— Extrait source —
Stratégies

Tommy Vaudecrane (Technopol) : « La Techno Parade est le porte-voix des musiques électroniques »

Par Pascale Baziller | Le | Agences & organisations

25e édition de la Techno Parade, ce samedi 23 septembre 2023. Tommy Vaudecrane, président de l’association Technopol revient sur le dispositif de cet événement, les messages fort et les actions menées autour de la reconnaissance et la promotion des musiques électroniques en France.

La Techno Parade, événement vitrine des musiques électroniques, un secteur en développement - © Amnexia
La Techno Parade, événement vitrine des musiques électroniques, un secteur en développement - © Amnexia

Vous célébrez les 25 ans de la Techno Parade, samedi 23 septembre 2023, dans les rues de la capitale. Quel(s) message(s) souhaitez-vous transmettre à cette occasion ?

— Exercice proposé a —
Relevez chaque nombre distinct écrit en chiffres dans l'extrait sur la Techno Parade.
L'extrait et les enregistrements sont des documents indépendants l'un de l'autre.

Entrées d'identification d'emplacements:
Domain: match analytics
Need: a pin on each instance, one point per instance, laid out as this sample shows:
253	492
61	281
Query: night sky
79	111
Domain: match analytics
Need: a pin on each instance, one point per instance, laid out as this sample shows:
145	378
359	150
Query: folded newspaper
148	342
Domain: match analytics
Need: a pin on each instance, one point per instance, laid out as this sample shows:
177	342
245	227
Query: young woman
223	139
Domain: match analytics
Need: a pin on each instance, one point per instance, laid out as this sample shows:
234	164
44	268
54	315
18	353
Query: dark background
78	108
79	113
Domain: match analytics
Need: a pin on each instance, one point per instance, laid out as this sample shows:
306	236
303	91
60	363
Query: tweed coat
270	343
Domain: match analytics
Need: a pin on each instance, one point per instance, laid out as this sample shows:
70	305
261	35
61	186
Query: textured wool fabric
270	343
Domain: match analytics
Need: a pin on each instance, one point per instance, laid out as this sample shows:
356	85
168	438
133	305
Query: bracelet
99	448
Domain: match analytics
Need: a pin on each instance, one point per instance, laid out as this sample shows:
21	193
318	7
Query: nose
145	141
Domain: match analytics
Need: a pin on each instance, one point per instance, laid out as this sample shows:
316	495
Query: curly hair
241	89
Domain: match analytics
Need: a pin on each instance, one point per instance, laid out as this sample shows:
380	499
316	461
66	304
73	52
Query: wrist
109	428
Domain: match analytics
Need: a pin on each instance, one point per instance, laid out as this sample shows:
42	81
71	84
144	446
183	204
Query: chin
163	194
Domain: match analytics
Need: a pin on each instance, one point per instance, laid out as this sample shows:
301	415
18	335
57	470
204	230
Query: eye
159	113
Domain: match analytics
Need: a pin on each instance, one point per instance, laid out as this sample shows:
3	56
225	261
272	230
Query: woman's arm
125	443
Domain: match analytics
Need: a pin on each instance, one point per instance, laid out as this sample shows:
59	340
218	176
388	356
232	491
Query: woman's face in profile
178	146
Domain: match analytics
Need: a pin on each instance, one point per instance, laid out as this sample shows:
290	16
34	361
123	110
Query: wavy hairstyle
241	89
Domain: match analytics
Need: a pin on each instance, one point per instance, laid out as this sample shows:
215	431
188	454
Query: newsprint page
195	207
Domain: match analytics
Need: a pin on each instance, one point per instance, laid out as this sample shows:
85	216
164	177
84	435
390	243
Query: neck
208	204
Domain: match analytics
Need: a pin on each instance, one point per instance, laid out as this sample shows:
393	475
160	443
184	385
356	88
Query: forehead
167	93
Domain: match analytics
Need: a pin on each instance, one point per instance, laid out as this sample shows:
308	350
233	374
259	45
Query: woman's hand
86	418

— Exercice proposé b —
Indiquez, s'il vous plaît, combien de lignes des enregistrements contiennent la chaîne « woman », en respectant la casse. Donnez uniquement le nombre.

— Corrigé a —
25, 23, 2023

— Corrigé b —
4